STATED GOAL 1: Copy the records below exactly, from the line that contains "Annotation task — locate each instance of the deer mouth" through the final line of the records, with both of those lines included.

--- Start GIVEN PASSAGE ---

2. Picard's worst episodes were originally written for Kirk.

3. Picard discovers new life, new civilizations and strange new worlds, not discarded movie sets from period 1950's dramas.

4. Picard can act out entire Shakespearean plays, not merely remember 1 or 2 lines.

5. Picard can get his ship to orbit a planet in both directions.

6. Picard would never ever date a shape-shifter who had previously morphed into a little girl.

7. Picard doesn't need to wear glasses.

8. Picard has so much back-bone Starfleet designers had to cut out a section of his command chair for it all to fit in.

9. Picard didn't have to reprogram a computer to give him better grades in order to graduate from Starfleet Academy.

10. Picard has to contend with crap Starfleet Admirals. If he stole a starship, he'd get vaporized, not given captaincy of a new one like in the easy old days.

11. Picard commands his ship using the big head.

12. Picard has a ship whose engines can take it.

13. Three words: seven whole seasons.

14. Picard never uses Grecian 2000.

15. Picard has to contend with the "Prime Directive" - a ruling imposed on him by Starfleet after they saw what a complete shambles resulted when they let Kirk meet new alien races.

16. The only way Picard would allow tribbles on his ship would be as hors d'oeuvres.

17. Picard never met Joan Collins.

18. Picard's bridge doesn't sound like an aviary.

19. Picard participates in the odd archaeological dig. Kirk would make a suitable subject for one.

20. One question: to which Captain would you entrust the safety of your daughter?

21. Picard is far too cool to beam down to a planet, strip to his waist and wrestle with some guy in a rubber lizard suit. He lets his First Officer do all that for him.

22. Picard never shot his best friend's body into space in a photon torpedo.

23. Kirk probably thinks a concerto is a kind of ice cream dessert.

24. Picard doesn't need hair - real or not.

25. Picard's crew are too sophisticated to be taken over by a bunch of women in go-go boots and have the most intelligent person aboard controlled by a box that has less buttons than a Super Nintendo joypad.

--- End GIVEN PASSAGE ---
--- Start STORED RECORDS ---

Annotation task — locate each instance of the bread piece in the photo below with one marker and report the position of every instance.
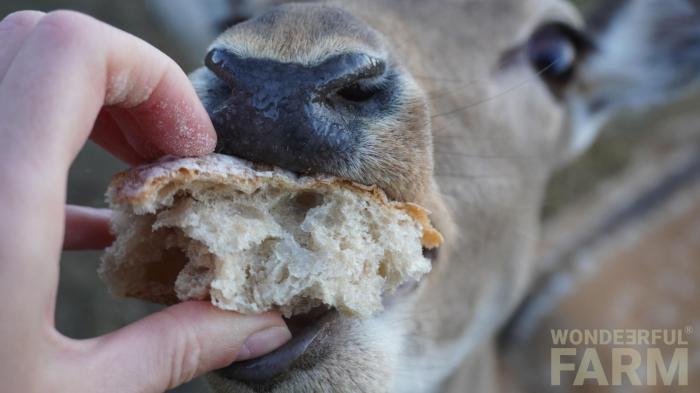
(255, 240)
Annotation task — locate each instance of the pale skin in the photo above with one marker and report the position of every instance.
(66, 78)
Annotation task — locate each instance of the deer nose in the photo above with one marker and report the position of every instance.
(299, 117)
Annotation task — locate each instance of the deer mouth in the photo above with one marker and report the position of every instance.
(305, 329)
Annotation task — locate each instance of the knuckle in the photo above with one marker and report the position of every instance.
(20, 20)
(186, 352)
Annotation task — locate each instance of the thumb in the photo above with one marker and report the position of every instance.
(175, 345)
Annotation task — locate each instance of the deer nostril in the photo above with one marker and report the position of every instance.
(358, 92)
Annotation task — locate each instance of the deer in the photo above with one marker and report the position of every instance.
(463, 106)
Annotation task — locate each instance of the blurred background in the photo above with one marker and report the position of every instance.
(632, 155)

--- End STORED RECORDS ---

STATED GOAL 2: Please repeat the whole Picard list above exactly.

FULL ANSWER 1:
Annotation task — locate each instance of the deer mouth in the photo above with one marker and report the position of every instance.
(305, 329)
Annotation task — locate each instance of the knuckle in the photo above with one marker and report the position of every instance.
(20, 20)
(186, 352)
Annotation task — locate each instance of the thumb in the photo above with one marker and report the position of every instance.
(175, 345)
Annotation task — locate each instance of the deer nostril in the photo above with one marker and report the position of every instance.
(358, 92)
Annotation task — locate each instance of the deer in the photo above with one marker and report the position of every instance.
(463, 106)
Annotation task — locate each instance of the blurred background in the photo above with one marker and report the position of every instance.
(632, 155)

FULL ANSWER 2:
2. Picard's worst episodes were originally written for Kirk.

3. Picard discovers new life, new civilizations and strange new worlds, not discarded movie sets from period 1950's dramas.

4. Picard can act out entire Shakespearean plays, not merely remember 1 or 2 lines.

5. Picard can get his ship to orbit a planet in both directions.

6. Picard would never ever date a shape-shifter who had previously morphed into a little girl.

7. Picard doesn't need to wear glasses.

8. Picard has so much back-bone Starfleet designers had to cut out a section of his command chair for it all to fit in.

9. Picard didn't have to reprogram a computer to give him better grades in order to graduate from Starfleet Academy.

10. Picard has to contend with crap Starfleet Admirals. If he stole a starship, he'd get vaporized, not given captaincy of a new one like in the easy old days.

11. Picard commands his ship using the big head.

12. Picard has a ship whose engines can take it.

13. Three words: seven whole seasons.

14. Picard never uses Grecian 2000.

15. Picard has to contend with the "Prime Directive" - a ruling imposed on him by Starfleet after they saw what a complete shambles resulted when they let Kirk meet new alien races.

16. The only way Picard would allow tribbles on his ship would be as hors d'oeuvres.

17. Picard never met Joan Collins.

18. Picard's bridge doesn't sound like an aviary.

19. Picard participates in the odd archaeological dig. Kirk would make a suitable subject for one.

20. One question: to which Captain would you entrust the safety of your daughter?

21. Picard is far too cool to beam down to a planet, strip to his waist and wrestle with some guy in a rubber lizard suit. He lets his First Officer do all that for him.

22. Picard never shot his best friend's body into space in a photon torpedo.

23. Kirk probably thinks a concerto is a kind of ice cream dessert.

24. Picard doesn't need hair - real or not.

25. Picard's crew are too sophisticated to be taken over by a bunch of women in go-go boots and have the most intelligent person aboard controlled by a box that has less buttons than a Super Nintendo joypad.